» WHAT TO DO: Rewrite the Wildflower passage starting at "Caring for Country" and ending at "with that too.", with "bush" changed to "scrubland".

--- BEGIN GIVEN PASSAGE ---

Together, Roman and Matt have 20-year careers in horticulture, community services, and youth work. As an Aboriginal-led not-for-profit organisation, their mission for Wildflower is to change the game by breaking the stigma and cycles that come from lack of opportunity for many young Indigenous men and women. Wildflower offers training programs to Aboriginal people facing barriers to employment, and work planting trees and softscaping, restoring natural areas, landscaping for biodiversity, and installing cultural gardens for a range of government, corporate, and private clients.
Caring for Country
Roman likens the Wildflower approach to horticulture and landscaping to plunking a bit of bush right in the middle of a city: “We want the site to look like a real natural place that belongs there, not a manicured artificial space that has a lot of nice fancy edges and beautiful stonework. We want you to walk through that place and think this belongs here, this looks right. And we feel like all the local wildlife will agree with that too.
“A lot of our work really is plant focused, whereas often I think in landscaping it is the other way around. Landscapers put all the hard structure and everything else in place and then the plants are secondary. Well, we try to do it in reverse. We try to find the perfect plants for the site and then what other elements are going to complement them. We will often bring all the materials into the space and then we will work our way through it.

--- END GIVEN PASSAGE ---
--- BEGIN MATERIAL SHOWN ---

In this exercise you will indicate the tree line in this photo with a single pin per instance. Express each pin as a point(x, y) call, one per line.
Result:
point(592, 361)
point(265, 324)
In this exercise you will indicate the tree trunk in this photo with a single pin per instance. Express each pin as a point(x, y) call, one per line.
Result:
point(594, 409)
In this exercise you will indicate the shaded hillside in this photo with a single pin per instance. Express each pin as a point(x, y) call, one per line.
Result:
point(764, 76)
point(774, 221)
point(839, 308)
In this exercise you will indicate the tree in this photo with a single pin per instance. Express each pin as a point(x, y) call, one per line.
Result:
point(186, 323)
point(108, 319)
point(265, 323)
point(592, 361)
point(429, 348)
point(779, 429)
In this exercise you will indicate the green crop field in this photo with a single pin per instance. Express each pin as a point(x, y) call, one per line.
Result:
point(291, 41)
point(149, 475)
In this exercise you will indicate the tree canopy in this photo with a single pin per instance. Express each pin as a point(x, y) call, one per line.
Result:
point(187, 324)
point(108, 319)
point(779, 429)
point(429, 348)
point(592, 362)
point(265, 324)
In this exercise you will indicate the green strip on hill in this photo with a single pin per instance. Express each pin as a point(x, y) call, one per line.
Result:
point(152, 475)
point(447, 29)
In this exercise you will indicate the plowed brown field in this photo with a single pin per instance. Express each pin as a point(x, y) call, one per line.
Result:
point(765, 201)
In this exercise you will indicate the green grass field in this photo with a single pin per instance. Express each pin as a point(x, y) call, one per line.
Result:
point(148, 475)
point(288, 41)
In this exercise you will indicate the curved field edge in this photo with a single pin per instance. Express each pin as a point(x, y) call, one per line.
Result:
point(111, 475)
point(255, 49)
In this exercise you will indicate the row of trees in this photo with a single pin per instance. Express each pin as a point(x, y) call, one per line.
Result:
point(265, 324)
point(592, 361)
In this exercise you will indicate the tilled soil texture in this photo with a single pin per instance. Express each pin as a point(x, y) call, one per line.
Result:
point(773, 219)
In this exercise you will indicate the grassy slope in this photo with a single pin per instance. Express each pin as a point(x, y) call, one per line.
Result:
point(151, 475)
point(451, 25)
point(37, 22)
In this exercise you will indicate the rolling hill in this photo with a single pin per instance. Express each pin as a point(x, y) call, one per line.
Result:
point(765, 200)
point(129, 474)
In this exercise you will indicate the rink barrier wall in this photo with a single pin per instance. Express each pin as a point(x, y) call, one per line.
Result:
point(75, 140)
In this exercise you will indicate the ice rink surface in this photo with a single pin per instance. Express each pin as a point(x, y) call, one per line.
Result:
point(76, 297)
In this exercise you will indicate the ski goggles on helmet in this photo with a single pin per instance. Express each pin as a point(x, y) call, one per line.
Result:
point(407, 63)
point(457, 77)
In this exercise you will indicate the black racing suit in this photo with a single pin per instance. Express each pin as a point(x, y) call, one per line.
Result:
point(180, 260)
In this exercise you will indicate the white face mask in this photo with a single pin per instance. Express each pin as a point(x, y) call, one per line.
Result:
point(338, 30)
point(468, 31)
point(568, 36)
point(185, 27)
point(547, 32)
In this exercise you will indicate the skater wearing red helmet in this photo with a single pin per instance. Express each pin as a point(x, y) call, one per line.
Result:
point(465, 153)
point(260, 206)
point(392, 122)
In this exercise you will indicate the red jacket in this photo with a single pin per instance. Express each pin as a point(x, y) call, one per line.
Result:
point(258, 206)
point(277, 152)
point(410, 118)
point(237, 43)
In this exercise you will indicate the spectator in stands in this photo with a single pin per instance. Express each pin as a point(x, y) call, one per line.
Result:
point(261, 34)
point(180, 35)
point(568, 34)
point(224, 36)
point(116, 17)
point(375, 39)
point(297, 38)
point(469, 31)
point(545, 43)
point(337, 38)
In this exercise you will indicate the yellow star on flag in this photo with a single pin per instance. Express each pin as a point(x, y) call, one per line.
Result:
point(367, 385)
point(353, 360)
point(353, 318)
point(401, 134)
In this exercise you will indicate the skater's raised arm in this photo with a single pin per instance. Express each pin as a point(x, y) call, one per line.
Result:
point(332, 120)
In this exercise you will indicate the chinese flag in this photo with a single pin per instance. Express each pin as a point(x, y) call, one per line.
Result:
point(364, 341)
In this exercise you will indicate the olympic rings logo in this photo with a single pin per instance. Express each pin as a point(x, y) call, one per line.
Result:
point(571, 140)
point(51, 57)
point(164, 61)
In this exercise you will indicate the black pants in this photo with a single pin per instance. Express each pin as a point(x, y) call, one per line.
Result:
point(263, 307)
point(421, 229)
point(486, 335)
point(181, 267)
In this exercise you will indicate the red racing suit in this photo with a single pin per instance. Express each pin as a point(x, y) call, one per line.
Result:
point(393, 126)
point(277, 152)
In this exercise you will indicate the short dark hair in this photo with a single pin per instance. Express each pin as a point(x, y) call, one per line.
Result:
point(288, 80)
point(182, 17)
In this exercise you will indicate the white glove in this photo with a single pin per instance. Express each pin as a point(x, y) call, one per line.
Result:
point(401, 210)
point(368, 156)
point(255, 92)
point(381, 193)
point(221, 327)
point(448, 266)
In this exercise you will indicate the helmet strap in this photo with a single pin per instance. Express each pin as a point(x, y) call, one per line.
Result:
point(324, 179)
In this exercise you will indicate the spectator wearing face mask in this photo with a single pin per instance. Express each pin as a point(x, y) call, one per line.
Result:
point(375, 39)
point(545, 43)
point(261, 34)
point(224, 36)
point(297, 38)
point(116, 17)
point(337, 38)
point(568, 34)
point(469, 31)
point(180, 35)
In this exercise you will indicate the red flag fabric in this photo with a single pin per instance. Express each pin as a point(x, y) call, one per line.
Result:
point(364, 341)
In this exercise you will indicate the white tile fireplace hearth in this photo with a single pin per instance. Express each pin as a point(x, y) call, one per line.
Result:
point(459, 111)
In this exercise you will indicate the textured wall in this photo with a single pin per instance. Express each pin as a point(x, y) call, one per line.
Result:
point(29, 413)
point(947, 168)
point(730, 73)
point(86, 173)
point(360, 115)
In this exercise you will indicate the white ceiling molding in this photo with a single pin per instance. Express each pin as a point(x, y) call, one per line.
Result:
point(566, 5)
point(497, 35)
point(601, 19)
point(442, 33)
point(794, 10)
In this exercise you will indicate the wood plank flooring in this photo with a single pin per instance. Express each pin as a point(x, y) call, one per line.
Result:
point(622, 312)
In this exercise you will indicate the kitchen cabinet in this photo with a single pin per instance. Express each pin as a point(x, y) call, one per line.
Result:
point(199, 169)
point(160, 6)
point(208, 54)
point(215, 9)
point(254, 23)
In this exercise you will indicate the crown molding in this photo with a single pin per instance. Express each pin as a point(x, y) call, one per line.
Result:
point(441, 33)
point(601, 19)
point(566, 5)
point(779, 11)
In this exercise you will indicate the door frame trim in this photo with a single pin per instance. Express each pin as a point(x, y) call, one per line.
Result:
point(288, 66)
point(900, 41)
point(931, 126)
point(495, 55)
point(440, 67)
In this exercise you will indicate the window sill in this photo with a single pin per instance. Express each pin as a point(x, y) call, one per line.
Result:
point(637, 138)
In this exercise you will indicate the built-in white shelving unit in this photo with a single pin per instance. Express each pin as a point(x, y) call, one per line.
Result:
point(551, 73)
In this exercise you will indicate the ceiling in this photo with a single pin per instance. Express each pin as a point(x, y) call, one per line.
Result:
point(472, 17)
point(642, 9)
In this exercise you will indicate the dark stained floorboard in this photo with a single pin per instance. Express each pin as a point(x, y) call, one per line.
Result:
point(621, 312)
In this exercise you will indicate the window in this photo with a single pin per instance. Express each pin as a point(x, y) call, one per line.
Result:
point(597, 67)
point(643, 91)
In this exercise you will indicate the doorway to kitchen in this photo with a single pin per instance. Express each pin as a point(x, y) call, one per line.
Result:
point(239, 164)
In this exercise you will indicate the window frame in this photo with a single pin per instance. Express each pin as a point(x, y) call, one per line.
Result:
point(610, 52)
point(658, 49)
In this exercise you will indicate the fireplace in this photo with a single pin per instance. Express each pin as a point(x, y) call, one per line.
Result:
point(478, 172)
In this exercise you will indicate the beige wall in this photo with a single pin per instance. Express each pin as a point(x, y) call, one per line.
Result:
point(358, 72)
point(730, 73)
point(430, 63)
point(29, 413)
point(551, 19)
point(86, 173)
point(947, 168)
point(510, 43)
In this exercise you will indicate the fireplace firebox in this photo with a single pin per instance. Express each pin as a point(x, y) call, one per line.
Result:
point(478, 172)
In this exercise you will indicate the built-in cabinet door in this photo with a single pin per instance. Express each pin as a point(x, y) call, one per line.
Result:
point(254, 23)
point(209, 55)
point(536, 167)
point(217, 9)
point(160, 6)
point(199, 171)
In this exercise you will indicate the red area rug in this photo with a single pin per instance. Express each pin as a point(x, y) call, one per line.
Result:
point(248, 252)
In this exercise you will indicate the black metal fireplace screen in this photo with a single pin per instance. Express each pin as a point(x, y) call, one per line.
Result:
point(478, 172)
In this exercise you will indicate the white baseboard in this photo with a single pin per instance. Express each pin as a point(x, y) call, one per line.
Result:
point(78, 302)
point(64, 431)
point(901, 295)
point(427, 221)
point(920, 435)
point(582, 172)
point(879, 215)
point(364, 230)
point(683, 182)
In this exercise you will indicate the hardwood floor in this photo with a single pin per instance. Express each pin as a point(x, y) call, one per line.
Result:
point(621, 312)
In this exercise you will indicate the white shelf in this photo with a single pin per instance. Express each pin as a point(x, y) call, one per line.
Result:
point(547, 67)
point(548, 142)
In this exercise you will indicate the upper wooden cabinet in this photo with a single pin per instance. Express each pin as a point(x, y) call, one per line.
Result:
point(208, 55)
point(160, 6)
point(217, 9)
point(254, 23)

--- END MATERIAL SHOWN ---

» RESPONSE TO THE EXERCISE:
Caring for Country
Roman likens the Wildflower approach to horticulture and landscaping to plunking a bit of scrubland right in the middle of a city: “We want the site to look like a real natural place that belongs there, not a manicured artificial space that has a lot of nice fancy edges and beautiful stonework. We want you to walk through that place and think this belongs here, this looks right. And we feel like all the local wildlife will agree with that too.